### [PROMPT]
In the data below, find every line with the word "gray" and copy it out.

******************************

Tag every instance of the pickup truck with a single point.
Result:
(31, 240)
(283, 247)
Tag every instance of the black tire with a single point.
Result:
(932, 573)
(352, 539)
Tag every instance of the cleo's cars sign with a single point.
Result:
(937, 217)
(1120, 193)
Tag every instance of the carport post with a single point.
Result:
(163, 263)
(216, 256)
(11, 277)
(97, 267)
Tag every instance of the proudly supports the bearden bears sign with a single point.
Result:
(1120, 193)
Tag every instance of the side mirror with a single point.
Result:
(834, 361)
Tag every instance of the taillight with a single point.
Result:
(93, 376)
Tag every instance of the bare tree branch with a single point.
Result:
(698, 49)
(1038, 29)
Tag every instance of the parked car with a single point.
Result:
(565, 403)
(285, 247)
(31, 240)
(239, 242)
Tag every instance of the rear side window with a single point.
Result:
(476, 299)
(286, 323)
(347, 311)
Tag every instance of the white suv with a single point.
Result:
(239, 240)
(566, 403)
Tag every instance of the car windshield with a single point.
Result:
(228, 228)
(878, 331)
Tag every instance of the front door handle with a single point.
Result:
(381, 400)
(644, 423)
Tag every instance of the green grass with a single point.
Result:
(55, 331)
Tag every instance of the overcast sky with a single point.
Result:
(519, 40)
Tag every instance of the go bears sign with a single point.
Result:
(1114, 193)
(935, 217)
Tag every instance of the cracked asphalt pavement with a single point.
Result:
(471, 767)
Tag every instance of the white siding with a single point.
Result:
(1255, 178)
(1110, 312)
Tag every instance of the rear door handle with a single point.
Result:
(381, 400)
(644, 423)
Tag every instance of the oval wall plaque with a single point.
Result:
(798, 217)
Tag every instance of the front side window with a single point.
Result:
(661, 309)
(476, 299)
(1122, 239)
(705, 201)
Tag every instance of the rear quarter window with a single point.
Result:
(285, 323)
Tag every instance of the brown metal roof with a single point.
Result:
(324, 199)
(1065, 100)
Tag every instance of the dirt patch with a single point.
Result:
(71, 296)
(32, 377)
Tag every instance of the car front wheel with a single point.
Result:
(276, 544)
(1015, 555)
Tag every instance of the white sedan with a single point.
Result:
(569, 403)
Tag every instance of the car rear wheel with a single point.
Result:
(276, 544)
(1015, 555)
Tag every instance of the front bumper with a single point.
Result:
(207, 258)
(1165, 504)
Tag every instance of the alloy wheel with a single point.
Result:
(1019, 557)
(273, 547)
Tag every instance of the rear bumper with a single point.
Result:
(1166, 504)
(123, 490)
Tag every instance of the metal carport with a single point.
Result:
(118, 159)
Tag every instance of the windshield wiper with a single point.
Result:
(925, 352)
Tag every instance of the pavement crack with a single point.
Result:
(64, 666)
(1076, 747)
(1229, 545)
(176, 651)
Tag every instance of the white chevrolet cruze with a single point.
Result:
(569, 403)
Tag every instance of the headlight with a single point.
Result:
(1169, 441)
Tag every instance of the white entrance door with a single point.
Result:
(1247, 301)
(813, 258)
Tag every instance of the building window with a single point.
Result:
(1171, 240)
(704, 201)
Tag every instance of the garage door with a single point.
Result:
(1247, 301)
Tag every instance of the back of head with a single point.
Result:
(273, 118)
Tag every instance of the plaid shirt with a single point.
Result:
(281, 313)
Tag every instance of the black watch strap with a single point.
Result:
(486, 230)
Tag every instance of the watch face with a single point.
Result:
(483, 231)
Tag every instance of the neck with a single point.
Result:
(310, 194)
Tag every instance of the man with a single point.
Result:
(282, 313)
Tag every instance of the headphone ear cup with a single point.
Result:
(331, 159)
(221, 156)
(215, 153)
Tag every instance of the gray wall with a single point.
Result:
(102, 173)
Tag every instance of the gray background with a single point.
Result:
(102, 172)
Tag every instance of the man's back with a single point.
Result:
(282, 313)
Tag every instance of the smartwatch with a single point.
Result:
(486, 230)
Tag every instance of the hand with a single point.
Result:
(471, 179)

******************************

### [RESPONSE]
Tag every instance of the gray wall with a single point.
Tag every instance of the gray background with a single point.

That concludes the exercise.